## Your instructions
Reproduce each of the following rows verbatim, preserving every character, space, and line break.

===

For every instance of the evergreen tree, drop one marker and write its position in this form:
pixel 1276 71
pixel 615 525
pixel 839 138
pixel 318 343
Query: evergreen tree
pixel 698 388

===

## Written solution
For every instance of the evergreen tree, drop one marker and write its position in this form:
pixel 1276 71
pixel 615 525
pixel 839 138
pixel 318 343
Query: evergreen tree
pixel 698 388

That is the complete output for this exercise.